» EXERCISE PASSAGE:
=====

      Small government at its finest!

    • I forgot fencing and falconry for preschoolers. It is IMPERATIVE these preschoolers become well equipped to meet the challenges of falconry in the 21st Century.

  3. I don’t know, part of me cringes at legislation so finite that it defines cursive writing, but then it is setting the standard for institutions not making it law that everyone must write in cursive. I think it is just part of brain development like reading literature or art.

    I wonder if we could add basic financial education like how money works and how to make a budget to the mix?

    • I’d much prefer more hand-on tech skills, apprenticeships, shop skills, mechanics, you know, stuff that might come in useful.

  4. Show me a study that says the ability to write in cursive makes kids smarter and I’d support this. Otherwise it just seems like nostalgia. Kind of like how we assume pot is bad because that’s been then norm for so long but in reality it’s harmless and Reagan lied to you.

    • Your first two sentences are perfect. There are lots of job websites and I doubt there has ever been a job posted that has a cursive writing requirement. There are more jobs that need a scribe or a chant leader than there are that require cursive. It is a relic at best. That last sentence blunts your message. You are a smart guy. If you can learn to leave the irrelevant jabs at dead Republicans out more people will read your message as opposed to rejecting your irrational dislike of Republicans.

    • Mr. Steinbeck,

      I agree with Yoda. The partisan attack was wholly unnecessary, but I do agree with the first part of your statement.

      I could show you tons of studies which show the merits of musical training on the higher development of language, mathematical and reasoning skills, yet funding for music education is routinely cut, while sports routinely see increases.

      Explain that value system to me and you will have explained why the US lags most developed nations in most academic categories.

  5. Oh, I also wanted to point out more hypocritical GOP wasting of tax dollars. When will you people wake up?

  6. What does this debate actually cost the state Indiana,and ultimately those who pay for anything Indiana state funding gets earmarked for?

    To myself, looking from afar,the debate itself,probably isn’t worth a plug nickel.
    What’s the cost of teaching a kid to write? Geezal pete, who can prescribe a fix for that anywhere. But wait!

    Ever try to figure whom, signed the prescription for the cure?

    Print,sign initial,date.

  7. Jean Leising bears watching.

    “This has a lot to do with brain development,” Leising said,…
    Right.

    “over 90 percent” of Hoosiers still support cursive writing being taught in school…, Leising also said.
    Right.

    Her irrational push to extend the teaching of an outmoded way of communication could be just the tip of the berg. She is after all from Oldenburg. I see a connection. It’s the devil’s work, complete with smoking serifs.

    Learning cursive will always be available, just as learning the different forms of calligraphy are. Some cursive words are worse than others but cursive seems to be all some folks understand. The famed calligrapher Caligua never met a cursive word he wouldn’t type out.
    ~~
    We are fortunate to have such a legislature, tirelessly working for the betterment of all the people of Indiana.

  8. I suppose any parent who wanted their kid to learn a specific thing that is not covered in the curriculum could just teach that thing to their kid themselves.
    If it’s THAT important to you…..does anyone teach their kids anything themselves?

  9. Why didn’t the signers of the Declaration of Independence and the United States Constitution just print their names?

  10. Why do 90% of the medical, financial, and legal forms we fillout say “print name” at the beginning and “signature” at the end?

    • Bingo! The only reason anybody needs to use cursive is for an individualized signature. Most kids go through a stage where they work on writing their names, and practicing a signature.
      Other than that, there is NO need to teach cursive writing. Pounding letters on a keyboard is all that is needed, and it would be nice if the students were taught to convey well-ordered, pertinent thoughts in the process. We don’t need rambling, but artistic, gibberish. We need legible (printed) intelligent content.
=====
» EXCERPTED DATA:
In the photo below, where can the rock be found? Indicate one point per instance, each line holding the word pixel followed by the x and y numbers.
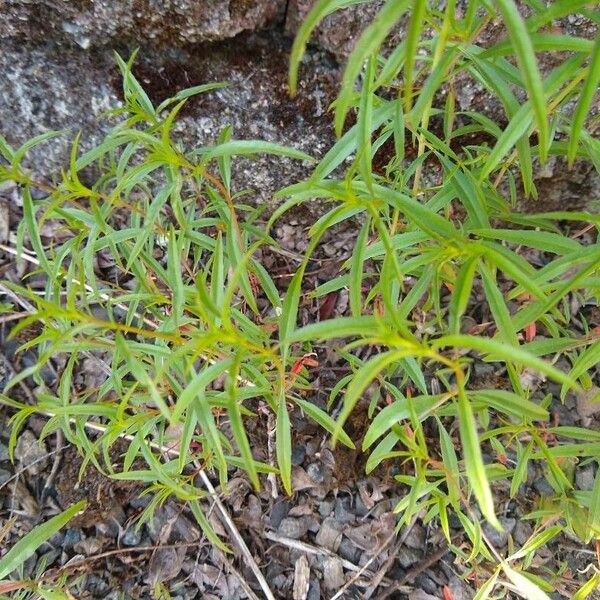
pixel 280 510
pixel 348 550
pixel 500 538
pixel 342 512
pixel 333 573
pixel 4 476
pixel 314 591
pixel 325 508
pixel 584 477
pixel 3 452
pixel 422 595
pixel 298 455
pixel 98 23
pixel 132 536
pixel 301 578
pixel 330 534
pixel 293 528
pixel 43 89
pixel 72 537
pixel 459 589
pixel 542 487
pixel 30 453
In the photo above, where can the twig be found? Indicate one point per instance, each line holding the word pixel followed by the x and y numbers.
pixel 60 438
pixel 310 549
=====
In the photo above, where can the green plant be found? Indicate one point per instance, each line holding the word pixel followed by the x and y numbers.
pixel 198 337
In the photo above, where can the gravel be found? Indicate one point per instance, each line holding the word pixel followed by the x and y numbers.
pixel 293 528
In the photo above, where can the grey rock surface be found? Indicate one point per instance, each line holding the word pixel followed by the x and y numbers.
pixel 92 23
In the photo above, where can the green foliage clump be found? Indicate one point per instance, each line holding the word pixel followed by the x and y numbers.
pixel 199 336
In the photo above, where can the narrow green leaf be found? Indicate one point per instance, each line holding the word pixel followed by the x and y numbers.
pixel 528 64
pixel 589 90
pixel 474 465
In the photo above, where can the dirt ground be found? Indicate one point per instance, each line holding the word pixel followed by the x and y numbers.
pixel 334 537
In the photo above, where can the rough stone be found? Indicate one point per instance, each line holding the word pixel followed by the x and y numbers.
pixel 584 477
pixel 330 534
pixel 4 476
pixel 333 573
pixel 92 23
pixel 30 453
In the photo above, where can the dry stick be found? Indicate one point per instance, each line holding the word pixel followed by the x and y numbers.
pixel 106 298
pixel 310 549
=====
» EXERCISES:
1. In the comments on cursive writing, duplicate the text starting with "6. What does" and going on through "for the cure?".
2. Answer these questions from the comments on cursive writing:
(a) According to Leising, what share of Hoosiers still support cursive writing being taught in school?
(b) What town is Jean Leising from?
(c) On which three kinds of skills do the studies mentioned show the merits of musical training?

» ANSWERS PER TASK:
1.
6. What does this debate actually cost the state Indiana,and ultimately those who pay for anything Indiana state funding gets earmarked for?

    To myself, looking from afar,the debate itself,probably isn’t worth a plug nickel.
    What’s the cost of teaching a kid to write? Geezal pete, who can prescribe a fix for that anywhere. But wait!

    Ever try to figure whom, signed the prescription for the cure?

2.
(a) Over 90 percent
(b) Oldenburg
(c) Language, mathematical and reasoning skills